## DOCUMENT TEXT
------------------------------------------------------------
Our take: Regulators are going to have an interesting time figuring out what box this fits into. The FDA’s existing phage guidance assumes you found something in nature and maybe changed a gene or two – nobody has written the rules for programmable phages yet. Before this gets anywhere near patients, regulators will need to define what manufacturing quality, comparability, and control even mean when the therapy itself is software-defined biology.
⛓️ CytoDyn’s former CEO gets jail time, $5.3M+ fine for securities fraud (BioSpace): Nader Pourhassan, who ran the company for nearly a decade, has been sentenced to 30 months in prison for misleading investors about leronlimab, an antibody for HIV and COVID-19. Between 2018 and 2021, he overstated trial results, inflated the company’s share price, and sold 4.8M shares for $4.4M. Leronlimab failed its Phase 3 COVID trial in March 2021, despite being publicly described by Pourhassan as delivering “the best results ever achieved for this population.”
Our take: This all unfolded at the height of pandemic urgency, when data was thin and scrutiny lagged behind hope for a COVID cure. Prosecutors said Pourhassan “exploited a deadly public health crisis to intentionally deceive investors,” and the jury agreed. While the sentence sends a message, 2.5 years feels like a light price for the millions taken. More broadly, this shows how quickly optimism can outrun evidence when a system is under pressure, and how slowly accountability follows.
🧬 Sarepta touts three-year Duchenne gene therapy data after patient deaths rattled field (Endpoints): Patients treated with Elevidys showed a 4.39-point improvement on motor skills versus an external control group in Sarepta’s EMBARK study. The children were around nine years old at dosing, an age when patients’ decline typically begins to accelerate. The readout arrives after a rough year for the programme, after two liver failure deaths in non-ambulatory patients led to the therapy being removed from that population. Shares jumped 12% in reaction to the new data, but remain down roughly 80% over the past year.
Our take: For families considering a one-time gene therapy with real safety risks, durability is often the deciding factor. With Elevidys now restricted to ambulatory patients, Sarepta has to prove that benefit in younger boys is not just measurable, but lasting enough to justify hepatotoxicity concerns. For a disease with no cure and limited treatment options, sustained function over time could turn risk into a considered decision rather than a leap of faith.
🤧 A clearer path to relief: sinusitis treatments on the way (Labiotech): After years of steroids and surgery, the sinusitis pipeline is now congested with monoclonal antibodies. Dupixent is lining up for a ninth indication after Phase 3 data showed a 50% improvement in congestion, Tezspire won approval in October, and GSK’s depemokimab is awaiting a regulatory decision following positive Phase 3 data. Even earlier-stage candidates like Upstream Bio’s verekitug are causing a little hullabaloo (bless you!), reducing surgery and steroid use by 76% in Phase 2 trials.
------------------------------------------------------------
## EXERCISE 1
In the biotech news roundup, in what month and year did leronlimab fail its Phase 3 COVID trial?
## EXERCISE 2
Using the reasons the biotech news roundup gives, explain why Sarepta must show that the benefit of Elevidys lasts.
## EXERCISE 3
Write the next part of the biotech news roundup, picking up after its final sentence.

## RAW DATA
------------------------------------------------------------
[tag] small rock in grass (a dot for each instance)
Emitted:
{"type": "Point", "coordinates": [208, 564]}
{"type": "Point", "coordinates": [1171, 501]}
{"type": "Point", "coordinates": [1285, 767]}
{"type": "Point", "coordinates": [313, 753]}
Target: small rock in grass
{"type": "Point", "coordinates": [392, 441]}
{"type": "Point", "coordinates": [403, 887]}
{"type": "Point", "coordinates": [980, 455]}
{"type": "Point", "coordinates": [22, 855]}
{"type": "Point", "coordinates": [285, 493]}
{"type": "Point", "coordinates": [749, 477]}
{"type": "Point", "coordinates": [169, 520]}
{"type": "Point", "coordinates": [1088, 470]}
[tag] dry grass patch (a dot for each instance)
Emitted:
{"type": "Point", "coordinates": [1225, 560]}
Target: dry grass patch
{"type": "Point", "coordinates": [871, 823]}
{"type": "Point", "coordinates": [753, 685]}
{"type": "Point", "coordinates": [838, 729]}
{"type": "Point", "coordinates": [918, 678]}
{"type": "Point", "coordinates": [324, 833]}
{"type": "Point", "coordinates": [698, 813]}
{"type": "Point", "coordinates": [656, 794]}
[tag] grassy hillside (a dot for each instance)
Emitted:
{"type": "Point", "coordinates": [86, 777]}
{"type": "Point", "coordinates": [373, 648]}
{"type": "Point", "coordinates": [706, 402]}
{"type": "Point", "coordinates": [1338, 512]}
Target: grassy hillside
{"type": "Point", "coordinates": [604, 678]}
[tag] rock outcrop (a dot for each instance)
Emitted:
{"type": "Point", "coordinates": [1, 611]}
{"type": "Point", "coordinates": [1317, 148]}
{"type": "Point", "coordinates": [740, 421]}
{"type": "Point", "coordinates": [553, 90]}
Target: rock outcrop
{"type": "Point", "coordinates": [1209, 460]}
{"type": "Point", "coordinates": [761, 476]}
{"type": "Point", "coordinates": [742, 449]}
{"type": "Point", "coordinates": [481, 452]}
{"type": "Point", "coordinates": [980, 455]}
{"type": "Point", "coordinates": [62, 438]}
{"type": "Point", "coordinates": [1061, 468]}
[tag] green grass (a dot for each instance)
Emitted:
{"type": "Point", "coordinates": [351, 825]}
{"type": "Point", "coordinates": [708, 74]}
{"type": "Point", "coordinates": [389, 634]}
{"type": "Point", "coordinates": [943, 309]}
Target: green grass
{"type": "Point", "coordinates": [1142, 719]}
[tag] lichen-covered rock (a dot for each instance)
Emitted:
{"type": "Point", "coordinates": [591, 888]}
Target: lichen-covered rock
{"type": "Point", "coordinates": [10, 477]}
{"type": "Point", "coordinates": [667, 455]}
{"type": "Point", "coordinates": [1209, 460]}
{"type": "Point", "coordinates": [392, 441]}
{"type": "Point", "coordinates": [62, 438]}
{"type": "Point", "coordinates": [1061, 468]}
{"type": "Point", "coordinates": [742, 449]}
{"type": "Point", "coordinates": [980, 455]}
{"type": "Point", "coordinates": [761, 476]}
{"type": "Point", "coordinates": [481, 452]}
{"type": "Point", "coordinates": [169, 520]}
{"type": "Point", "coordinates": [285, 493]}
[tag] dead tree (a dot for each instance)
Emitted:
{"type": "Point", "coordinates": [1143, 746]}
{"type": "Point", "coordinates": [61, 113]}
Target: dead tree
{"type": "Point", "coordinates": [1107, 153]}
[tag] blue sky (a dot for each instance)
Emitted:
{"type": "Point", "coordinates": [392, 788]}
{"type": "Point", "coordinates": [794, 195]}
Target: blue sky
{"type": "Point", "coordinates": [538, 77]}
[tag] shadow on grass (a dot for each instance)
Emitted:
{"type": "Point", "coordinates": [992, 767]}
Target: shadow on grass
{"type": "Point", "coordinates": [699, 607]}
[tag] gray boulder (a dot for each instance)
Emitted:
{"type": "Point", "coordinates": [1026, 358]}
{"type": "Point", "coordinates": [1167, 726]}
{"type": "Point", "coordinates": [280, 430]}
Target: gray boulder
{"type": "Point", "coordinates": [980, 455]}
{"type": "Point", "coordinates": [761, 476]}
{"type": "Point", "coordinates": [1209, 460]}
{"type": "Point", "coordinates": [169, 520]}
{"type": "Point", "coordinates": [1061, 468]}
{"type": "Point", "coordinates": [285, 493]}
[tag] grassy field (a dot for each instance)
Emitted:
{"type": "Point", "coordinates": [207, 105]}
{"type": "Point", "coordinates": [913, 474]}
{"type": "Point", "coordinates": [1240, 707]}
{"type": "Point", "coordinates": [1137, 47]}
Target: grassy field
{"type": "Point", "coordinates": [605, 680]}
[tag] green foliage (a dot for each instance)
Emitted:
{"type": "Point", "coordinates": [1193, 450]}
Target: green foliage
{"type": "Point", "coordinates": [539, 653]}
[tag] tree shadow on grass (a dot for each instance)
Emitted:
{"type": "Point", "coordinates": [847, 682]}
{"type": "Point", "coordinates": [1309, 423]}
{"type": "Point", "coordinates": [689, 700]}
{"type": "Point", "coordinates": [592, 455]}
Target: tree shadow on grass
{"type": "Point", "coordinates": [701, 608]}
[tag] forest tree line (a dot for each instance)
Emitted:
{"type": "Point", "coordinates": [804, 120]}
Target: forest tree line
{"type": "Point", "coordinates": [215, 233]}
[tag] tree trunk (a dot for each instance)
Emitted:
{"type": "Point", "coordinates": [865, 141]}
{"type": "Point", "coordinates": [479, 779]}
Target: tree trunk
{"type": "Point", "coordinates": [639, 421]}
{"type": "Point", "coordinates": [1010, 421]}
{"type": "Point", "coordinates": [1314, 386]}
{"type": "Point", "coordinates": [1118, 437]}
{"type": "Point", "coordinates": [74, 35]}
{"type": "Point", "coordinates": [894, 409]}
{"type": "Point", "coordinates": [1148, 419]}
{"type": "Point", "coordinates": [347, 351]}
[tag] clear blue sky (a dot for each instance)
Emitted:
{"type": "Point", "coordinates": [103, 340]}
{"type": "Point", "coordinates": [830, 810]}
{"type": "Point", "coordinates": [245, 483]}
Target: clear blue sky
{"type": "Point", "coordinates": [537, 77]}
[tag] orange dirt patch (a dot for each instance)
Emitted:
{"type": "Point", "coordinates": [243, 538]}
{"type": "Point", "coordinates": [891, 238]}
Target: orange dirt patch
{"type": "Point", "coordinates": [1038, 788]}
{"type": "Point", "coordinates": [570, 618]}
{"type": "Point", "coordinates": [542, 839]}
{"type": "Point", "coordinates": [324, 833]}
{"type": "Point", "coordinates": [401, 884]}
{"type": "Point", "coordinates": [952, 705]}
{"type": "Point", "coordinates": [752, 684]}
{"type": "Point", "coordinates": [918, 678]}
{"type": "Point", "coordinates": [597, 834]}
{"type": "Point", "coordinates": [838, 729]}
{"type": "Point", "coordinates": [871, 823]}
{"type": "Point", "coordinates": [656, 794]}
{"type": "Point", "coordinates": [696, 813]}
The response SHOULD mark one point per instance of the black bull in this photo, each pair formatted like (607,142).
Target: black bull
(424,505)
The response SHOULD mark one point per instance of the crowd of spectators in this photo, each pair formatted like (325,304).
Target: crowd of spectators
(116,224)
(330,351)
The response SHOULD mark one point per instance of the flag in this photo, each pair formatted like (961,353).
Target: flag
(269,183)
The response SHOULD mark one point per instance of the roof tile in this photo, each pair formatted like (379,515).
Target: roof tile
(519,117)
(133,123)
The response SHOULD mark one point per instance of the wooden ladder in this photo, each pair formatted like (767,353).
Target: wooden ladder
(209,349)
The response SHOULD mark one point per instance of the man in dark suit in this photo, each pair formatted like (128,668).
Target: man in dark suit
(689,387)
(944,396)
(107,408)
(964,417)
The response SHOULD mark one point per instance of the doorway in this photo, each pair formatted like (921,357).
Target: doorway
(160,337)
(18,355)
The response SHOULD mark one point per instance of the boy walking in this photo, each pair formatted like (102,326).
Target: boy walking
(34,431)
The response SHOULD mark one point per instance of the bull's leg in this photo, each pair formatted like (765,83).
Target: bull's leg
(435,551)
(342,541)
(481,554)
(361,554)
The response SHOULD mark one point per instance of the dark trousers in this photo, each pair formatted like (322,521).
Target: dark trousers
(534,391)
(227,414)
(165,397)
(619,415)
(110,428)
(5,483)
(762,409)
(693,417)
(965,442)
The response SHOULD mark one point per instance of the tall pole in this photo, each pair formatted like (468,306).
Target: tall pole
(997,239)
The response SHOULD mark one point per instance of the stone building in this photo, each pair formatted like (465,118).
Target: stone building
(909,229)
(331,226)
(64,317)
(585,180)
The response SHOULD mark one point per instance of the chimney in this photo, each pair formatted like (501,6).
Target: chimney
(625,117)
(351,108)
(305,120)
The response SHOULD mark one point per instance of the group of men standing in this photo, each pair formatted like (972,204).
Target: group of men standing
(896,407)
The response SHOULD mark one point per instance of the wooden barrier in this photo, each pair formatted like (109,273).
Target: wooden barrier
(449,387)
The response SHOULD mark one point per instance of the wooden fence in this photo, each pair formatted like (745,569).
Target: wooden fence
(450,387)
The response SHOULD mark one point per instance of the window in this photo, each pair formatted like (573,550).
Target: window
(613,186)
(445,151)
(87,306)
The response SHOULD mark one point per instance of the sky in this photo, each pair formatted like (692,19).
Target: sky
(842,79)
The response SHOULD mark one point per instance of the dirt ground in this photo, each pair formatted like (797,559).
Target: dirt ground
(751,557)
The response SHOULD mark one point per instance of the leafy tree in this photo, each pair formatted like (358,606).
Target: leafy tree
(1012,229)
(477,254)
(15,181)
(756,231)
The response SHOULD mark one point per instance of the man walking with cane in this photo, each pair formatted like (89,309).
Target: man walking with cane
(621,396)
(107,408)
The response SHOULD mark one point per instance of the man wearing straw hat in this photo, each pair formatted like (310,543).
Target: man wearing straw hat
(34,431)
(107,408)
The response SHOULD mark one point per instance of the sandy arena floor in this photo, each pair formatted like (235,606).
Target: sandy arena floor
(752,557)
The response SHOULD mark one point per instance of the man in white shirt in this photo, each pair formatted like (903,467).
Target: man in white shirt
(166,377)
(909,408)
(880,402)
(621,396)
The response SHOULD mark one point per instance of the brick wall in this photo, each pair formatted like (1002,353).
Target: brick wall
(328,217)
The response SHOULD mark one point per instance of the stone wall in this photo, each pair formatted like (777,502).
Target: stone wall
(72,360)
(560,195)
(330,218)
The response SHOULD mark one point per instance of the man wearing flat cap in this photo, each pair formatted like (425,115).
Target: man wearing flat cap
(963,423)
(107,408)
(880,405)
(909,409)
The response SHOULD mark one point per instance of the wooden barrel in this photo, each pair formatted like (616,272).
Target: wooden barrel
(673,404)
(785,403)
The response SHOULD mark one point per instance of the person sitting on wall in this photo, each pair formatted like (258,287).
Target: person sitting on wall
------------------------------------------------------------
## TASK ANSWER 1
March 2021.

## TASK ANSWER 2
For families weighing a one-time gene therapy with real safety risks, durability is often the deciding factor. Elevidys is now restricted to ambulatory patients, so Sarepta has to show that the benefit in younger boys lasts long enough to justify concerns about liver toxicity.

## TASK ANSWER 3
Our take: Reducing steroid dependency is a clear win for patients, but biologics cost 50–100x more than the drugs they are replacing. The economics only stack up if they meaningfully cut surgery rates, hospital visits, and the downstream costs of managing steroid-related harm. That cost reality is why payers remain cautious about expanding access beyond the most severe cases. The clinical benefits are real, but that doesn’t automatically make them affordable at scale.
And finally…
⚛️ Quantum-enabled proteins open a new frontier in biotechnology (Phys.org): Oxford researchers have engineered fluorescent proteins that interact with magnetic fields and radio waves through quantum mechanics – yes, quantum effects happen inside biological molecules too! These magneto-sensitive proteins are the first biomolecules deliberately designed to harness quantum mechanics, allowing scientists to track specific molecules or gene expression inside living organisms, with potential uses in targeted drug delivery and tumour monitoring.
Our take: Most people think quantum usually lives in physics labs, not inside proteins. Instead of trying to design quantum sensors from scratch, the researchers leaned on directed evolution and let biology find workable solutions. The result is a way to track molecular activity inside living systems without bulky imaging hardware. Sitting at the confluence of biology, quantum physics and AI, this work marks a shift from speculative theory to practical tools.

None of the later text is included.